PASSAGE.
One thing to note here is that these comparisons are between a small pool of devices (FNPRMS) versus a larger pool of devices (perftest). You might want to isolate a time series for each device in perftest and see if either of them, or some combination of them (if fnprms uses more than one) match up to FNPRMS. It's possible that the regressions detected in FNPRMS are biased because your sample/test-subject size is too small.

acreskeyMoz · 2020-09-21T14:11:16Z

This is my suggestion:

We take the raw results from these runs:

• perftest in CI with 25 iterations
• perftest in CI with 14 iterations
• FNPRMS run with 25 iterations
• (maybe?) FNPRMS run with 14 iterations

And for each we calculate:
• Std Dev
• Margin of Error

And compare.
Maybe n=30 is the sweet spot for these tests?

Perhaps we'll also want to compare variance. @gmierz was using a Levene test when looking at the perf tuning impact on noise.

I'm happy to do this unless someone else wants to.
I do have a couple of days work already scheduled ahead of me though.

gmierz · 2020-09-21T17:36:36Z

Levene's test should definitely be used here to compare variance between multiple data sources with potentially differing means. It will tell you if there is a statistically significant difference in the variance, and more specifically, it only tells you if they are equal or not. You can then use the %-change in std.dev./errors to determine which one is larger if there is a difference.

I still think that the difference in devices should be looked into, and we might be better off using pystones for these timings rather than raw milliseconds.

mcomella · 2020-09-21T18:10:50Z

I'm happy to do this unless someone else wants to.
I do have a couple of days work already scheduled ahead of me though.

DATA SECTION.

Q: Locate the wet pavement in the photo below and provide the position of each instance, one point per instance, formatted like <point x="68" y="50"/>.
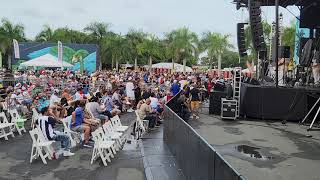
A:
<point x="159" y="163"/>
<point x="15" y="154"/>
<point x="263" y="150"/>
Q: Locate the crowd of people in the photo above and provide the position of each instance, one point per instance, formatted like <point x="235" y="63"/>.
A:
<point x="93" y="99"/>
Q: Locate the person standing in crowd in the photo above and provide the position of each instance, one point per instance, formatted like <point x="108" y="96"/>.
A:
<point x="46" y="124"/>
<point x="146" y="113"/>
<point x="130" y="93"/>
<point x="175" y="88"/>
<point x="82" y="124"/>
<point x="195" y="101"/>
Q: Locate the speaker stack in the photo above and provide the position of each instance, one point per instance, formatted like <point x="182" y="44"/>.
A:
<point x="256" y="26"/>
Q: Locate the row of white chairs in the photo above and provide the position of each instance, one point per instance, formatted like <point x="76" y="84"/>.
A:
<point x="108" y="139"/>
<point x="112" y="131"/>
<point x="17" y="124"/>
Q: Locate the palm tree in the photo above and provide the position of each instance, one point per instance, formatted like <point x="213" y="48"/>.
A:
<point x="46" y="35"/>
<point x="150" y="47"/>
<point x="118" y="48"/>
<point x="98" y="32"/>
<point x="135" y="38"/>
<point x="181" y="44"/>
<point x="215" y="44"/>
<point x="8" y="32"/>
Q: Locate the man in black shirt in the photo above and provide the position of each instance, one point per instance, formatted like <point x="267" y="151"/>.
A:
<point x="195" y="100"/>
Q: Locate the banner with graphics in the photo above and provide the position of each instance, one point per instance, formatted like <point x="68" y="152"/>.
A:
<point x="16" y="49"/>
<point x="79" y="55"/>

OBJECTIVE. Please carry on the forum thread above about FNPRMS and perftest results from the point where it stops.

RIGHT ANSWER.
@acreskeyMoz If you have the cycles for it, I think it'd be ideal! :) I don't have any statistics background nor do I have much familiarity with how our CI infra is set up so I think it'd be time consuming for me and I'd need to bother you or sparky frequently anyway.

To be explicit: ideally, we could get this ASAP but I think it's fine to wait a few more days especially because I'll be implementing other regression prevention mechanisms while I'm waiting for your results.

I'll assume that you're going to do it but let me know if that's not the case. Thanks!

acreskeyMoz · 2020-09-21T21:44:21Z

I'm starting on this now -- I expect to have the initial summary for perftest by tomorrow.

I'm also including a variation where the multicommit fenix is replaced with the nightly.

@mcomella Can you provide me with individual results from FNPRMS runs on G5 and Pixel 2?
Ideally from a few runs.

mcomella · 2020-09-22T19:42:24Z

@mcomella Can you provide me with individual results from FNPRMS runs on G5 and Pixel 2?
Ideally from a few runs.

Clarified the requirements async:

6-10 times total
Each run on 25 iterations
Whichever Nightly build is fine
Just share the final durations, not the logs

I'm getting P2 numbers and MarcLeclair is getting G5.

acreskeyMoz · 2020-09-22T21:16:22Z

When I have all the data I'll summarize this, but FYI I'm collecting raw numbers and statistics on them here:
perftest and FNPRMS variance

mcomella · 2020-09-22T21:39:27Z

FNPRMS numbers for the P2 (zip)

acreskeyMoz · 2020-09-23T19:48:56Z

I've imported all the results (thank you Michael and Marc and CI).
So far this is what we're looking at:

Test	Iterations	+/- ms (95% Margin of Error, average from 10 runs)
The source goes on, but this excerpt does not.